AUFGABENSTELLUNG → Setze den unten stehenden Erfahrungsbericht über Post Covid nach seinem letzten Satz fort.

LESETEXT →
((
Aber nicht zur Arbeit gehen? Das kam für mich nicht in Frage.

Ich arbeitete seit 1975 im Kraftwerk Schwarze Pumpe. Ich liebte meinen Job. Ich war im Dreischichtsystem im Leitstand tätig, ein anspruchsvoller Job mit Acht- und Zwölf-Stunden-Schichten. Stets aufmerksam bleiben. Jeder kleinste Fehler konnte schlimmstenfalls zum Ausfall der Anlage führen. Am liebsten waren mir immer die Nachtschichten, denn ich hatte das große Glück, auch tagsüber schlafen zu können. Ich ging jeden Tag 10 km spazieren, fuhr viel mit dem Fahrrad, ging jede Woche Schwimmen mit den Enkeln.

Das hat sich mit Covid geändert.

Plötzlich kam ich nach der Arbeit nach Hause, fiel völlig erschöpft ins Bett, und schlief, bis ich das Haus wieder verließ. Meine Familie konnte in dieser Zeit nichts mit mir anfangen. Das war kein Zustand. Mal ganz davon abgesehen, was alles hätte schiefgehen können. Eigentlich hätte man mich gar nicht mehr auf den Leitstand lassen dürfen. Manche Tage wusste ich nicht mal mehr, wie ich nach Hause gekommen bin.

Fast genau ein Jahr nach der ersten Infektion habe ich mich dann wieder mit Covid angesteckt. Da ging es mir noch schlechter als davor. Ich wusste einfach nicht, was mit mir war. Ich war immer platt, neben der Spur, habe versucht, wie gewohnt meinen Job zu machen. Danach war ich nicht mehr zu gebrauchen. Ich habe mich so manches Mal für eine allzu heftige Überreaktion entschuldigen müssen. Es war mir alles zu viel.

Die Reha in Feldberg war ein Wendepunkt für mich.

Da hat man mir gesagt, was mit mir los war: Diagnose Post Covid. Inzwischen habe ich gelernt, dass Post Covid wie ein großer bunter Blumenstrauß ist, da ist von neurologischen und psychosomatischen Symptomen, Atemwegsproblemen, Herz-Kreislauf, 8-Punkte-Gelenkschmerzen, bis hin zu Schlaflosigkeit, Erschöpfung, Konzentrationsschwierigkeiten, eigentlich alles dabei. Niemand weiß, welche Blume er pflückt. Ich habe so einige in meine Vase gestellt.

In Feldberg war es das erste Mal, dass ich Gruppengespräche als sehr hilfreich und positiv für mich entdeckt habe.
))
EXTRAHIERTES MATERIAL →
((
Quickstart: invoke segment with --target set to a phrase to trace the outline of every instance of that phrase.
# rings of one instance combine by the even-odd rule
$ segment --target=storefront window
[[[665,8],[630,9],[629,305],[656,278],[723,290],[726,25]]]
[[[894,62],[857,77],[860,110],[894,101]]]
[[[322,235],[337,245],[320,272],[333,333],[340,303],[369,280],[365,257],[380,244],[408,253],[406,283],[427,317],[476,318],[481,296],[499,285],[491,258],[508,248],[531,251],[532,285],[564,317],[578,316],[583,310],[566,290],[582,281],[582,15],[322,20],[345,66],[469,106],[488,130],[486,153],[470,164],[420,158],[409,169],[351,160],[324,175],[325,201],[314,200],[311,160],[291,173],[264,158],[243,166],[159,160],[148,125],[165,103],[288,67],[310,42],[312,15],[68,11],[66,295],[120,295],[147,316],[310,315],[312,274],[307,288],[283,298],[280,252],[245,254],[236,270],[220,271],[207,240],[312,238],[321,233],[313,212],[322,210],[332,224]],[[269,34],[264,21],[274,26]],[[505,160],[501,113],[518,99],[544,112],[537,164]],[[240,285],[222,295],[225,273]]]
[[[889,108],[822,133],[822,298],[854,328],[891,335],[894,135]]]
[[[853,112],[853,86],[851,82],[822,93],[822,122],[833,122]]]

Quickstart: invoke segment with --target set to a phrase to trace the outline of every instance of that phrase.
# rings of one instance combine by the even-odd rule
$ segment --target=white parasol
))
((
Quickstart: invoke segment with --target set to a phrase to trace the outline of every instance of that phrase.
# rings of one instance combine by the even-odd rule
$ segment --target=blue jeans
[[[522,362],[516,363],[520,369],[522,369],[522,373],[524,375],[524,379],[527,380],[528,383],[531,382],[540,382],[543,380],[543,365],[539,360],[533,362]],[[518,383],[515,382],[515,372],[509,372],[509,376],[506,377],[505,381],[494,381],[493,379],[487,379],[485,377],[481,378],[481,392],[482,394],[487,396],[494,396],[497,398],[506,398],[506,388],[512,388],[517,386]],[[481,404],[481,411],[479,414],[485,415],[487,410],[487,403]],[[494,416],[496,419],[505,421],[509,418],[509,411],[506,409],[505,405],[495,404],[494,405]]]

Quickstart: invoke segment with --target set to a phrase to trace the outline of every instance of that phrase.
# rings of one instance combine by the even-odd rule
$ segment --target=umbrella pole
))
LÖSUNG →
Ich habe Menschen gefunden, denen es so ging wie mir. Wir haben uns verstanden, wussten sofort, wie der andere sich fühlt. Und das tat gut. Das war für mich der Einstieg. Für mich war klar, wenn ich nach Spremberg zurückkomme, versuche ich, eine Selbsthilfegruppe zu organisieren. Im Internet habe ich die Nummer der Kontakt- und Informationsstelle Selbsthilfe KiSS in Spremberg gefunden. Ich dachte ich mir, da ruf ich mal an. Ich habe dann erfahren, dass es schon paar Leute gab, die sich online ab und zu getroffen haben. Da wollte ich gern dabei sein. Und habe schnell gemerkt: ich will mehr machen. Will die Menschen auch persönlich treffen. Mittlerweile sehen wir uns einmal im Monat.

Ich nehme aus unseren Gruppentreffen so viel mit.

Ich fühle mich danach immer besser als vorher. Auch, wenn es mich manchmal Kraft kostet, dorthin zu fahren. Es tut mir gut, wenn ich Worte finde, um anderen zu helfen. Es ist schön zu sehen, wie sich die Denkweise in der Gruppe verändert: wie jemand, der beim ersten Mal noch ganz verzweifelt ist und sagt, er wisse nicht ein noch aus, im Laufe der Zeit wieder Zuversicht schöpft. Ich versuche, Mut zu machen, berichte von meinen Erfahrungen. Was mir z. B. sehr hilft sind Apps zum kognitiven Üben. Mein Arzt kann sie mir verschreiben, durchführen muss ich sie selbst.

Das finde ich wichtig: die Erkenntnis, dass man selbst verantwortlich ist.

Dass es an mir liegt, meine Übungen zu machen. Meinen Tag zu strukturieren. Mir Pausen einzugestehen. Oder auch meinen Mitmenschen zu sagen, ich brauch jetzt mal einen Moment. Die sehen ja nicht, wie es in mir aussieht. Nur ich kann für mich selbst sorgen. Es motiviert mich, wenn ich Fortschritte sehe: klitzekleine Bausteine, die eine Verbesserung signalisieren. Das sind so Punkte, die lernt man nicht von heut auf morgen. Die lernt man nur, wenn einem die Hand gegeben wird. So, wie die KiSS mir die Hand gegeben hat.

Ich versuche, so gut und motiviert wie möglich in den Tag zu gehen.

Jeder Tag ist anders. Es gehört jetzt zu meinem Leben dazu, mir meine Kräfte einzuteilen. Wenn ich abends noch Reserven habe und ich merke, die kann ich noch abrufen, ohne mir zu schaden, dann mach ich das. Gehe nochmal eine Runde spazieren. Das gebe ich auch den anderen in der Gruppe auch immer wieder mit: Achtet auf Euch.